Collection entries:
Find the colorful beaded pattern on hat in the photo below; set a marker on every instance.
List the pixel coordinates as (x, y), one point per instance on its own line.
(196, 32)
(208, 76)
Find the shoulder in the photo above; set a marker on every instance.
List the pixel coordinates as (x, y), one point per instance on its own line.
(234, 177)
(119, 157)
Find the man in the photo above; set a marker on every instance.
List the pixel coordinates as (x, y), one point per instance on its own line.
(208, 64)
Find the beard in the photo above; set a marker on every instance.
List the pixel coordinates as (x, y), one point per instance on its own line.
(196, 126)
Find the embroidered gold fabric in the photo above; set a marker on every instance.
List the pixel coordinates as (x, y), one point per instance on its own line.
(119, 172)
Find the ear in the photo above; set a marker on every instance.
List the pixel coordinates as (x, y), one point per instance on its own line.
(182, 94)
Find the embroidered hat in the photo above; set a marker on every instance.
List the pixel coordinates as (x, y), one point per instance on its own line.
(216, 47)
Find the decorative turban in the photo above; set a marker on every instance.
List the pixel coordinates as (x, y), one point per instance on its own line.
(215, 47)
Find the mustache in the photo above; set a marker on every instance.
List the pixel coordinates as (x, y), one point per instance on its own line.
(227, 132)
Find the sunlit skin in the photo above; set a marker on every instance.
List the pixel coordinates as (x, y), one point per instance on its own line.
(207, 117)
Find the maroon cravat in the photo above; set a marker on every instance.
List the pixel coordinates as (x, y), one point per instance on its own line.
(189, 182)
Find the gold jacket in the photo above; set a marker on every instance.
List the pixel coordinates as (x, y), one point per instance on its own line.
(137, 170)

• **Written exercise**: Convert everything above from the line containing "Find the embroidered gold" down to the last of the items into a Markdown table with the columns Row and Line, numbering each row and omitting blank lines.

• **The completed task**:
| Row | Line |
|---|---|
| 1 | Find the embroidered gold fabric in the photo above; set a marker on every instance. |
| 2 | List the pixel coordinates as (x, y), one point per instance on its own line. |
| 3 | (119, 172) |
| 4 | Find the ear in the photo above; set a marker on every instance. |
| 5 | List the pixel coordinates as (x, y), one point per instance on its own line. |
| 6 | (182, 94) |
| 7 | Find the embroidered hat in the photo above; set a marker on every instance. |
| 8 | List the pixel coordinates as (x, y), one point per instance on its own line. |
| 9 | (216, 47) |
| 10 | Find the decorative turban in the photo above; set a marker on every instance. |
| 11 | List the pixel coordinates as (x, y), one point per instance on its own line. |
| 12 | (215, 47) |
| 13 | Find the mustache in the photo above; set a marker on every instance. |
| 14 | List the pixel coordinates as (x, y), one point per instance on its own line. |
| 15 | (227, 132) |
| 16 | Find the sunlit skin in the photo above; set a marker on every instance. |
| 17 | List the pixel coordinates as (x, y), one point per instance on its own line. |
| 18 | (207, 117) |
| 19 | Find the maroon cravat in the photo above; set a marker on every instance. |
| 20 | List the pixel coordinates as (x, y), one point per instance on its own line. |
| 21 | (189, 182) |
| 22 | Find the gold jacket in the photo above; set a marker on every instance. |
| 23 | List the pixel coordinates as (x, y), one point per instance on its own line. |
| 24 | (137, 170) |